## Aim of the exercise
Line count for the string "painted" in the records below: report that figure and nothing else.

## The input
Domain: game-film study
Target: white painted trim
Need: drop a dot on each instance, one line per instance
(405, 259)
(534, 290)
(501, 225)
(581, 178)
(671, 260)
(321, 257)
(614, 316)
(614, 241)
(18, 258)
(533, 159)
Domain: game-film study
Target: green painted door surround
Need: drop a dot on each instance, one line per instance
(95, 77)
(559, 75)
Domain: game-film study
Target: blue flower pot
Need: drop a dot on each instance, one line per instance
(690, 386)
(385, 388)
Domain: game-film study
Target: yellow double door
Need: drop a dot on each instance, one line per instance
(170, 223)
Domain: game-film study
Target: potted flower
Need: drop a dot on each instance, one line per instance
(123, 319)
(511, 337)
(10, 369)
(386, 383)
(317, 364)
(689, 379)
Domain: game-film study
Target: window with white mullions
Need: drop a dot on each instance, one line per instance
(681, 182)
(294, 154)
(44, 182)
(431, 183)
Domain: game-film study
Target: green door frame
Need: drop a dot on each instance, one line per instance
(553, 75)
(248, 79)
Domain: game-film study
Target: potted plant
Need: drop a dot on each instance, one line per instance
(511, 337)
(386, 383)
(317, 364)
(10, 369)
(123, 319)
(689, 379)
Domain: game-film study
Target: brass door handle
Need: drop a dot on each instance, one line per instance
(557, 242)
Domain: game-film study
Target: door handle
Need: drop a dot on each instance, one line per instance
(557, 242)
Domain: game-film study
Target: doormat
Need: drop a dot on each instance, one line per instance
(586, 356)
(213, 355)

## Response below
2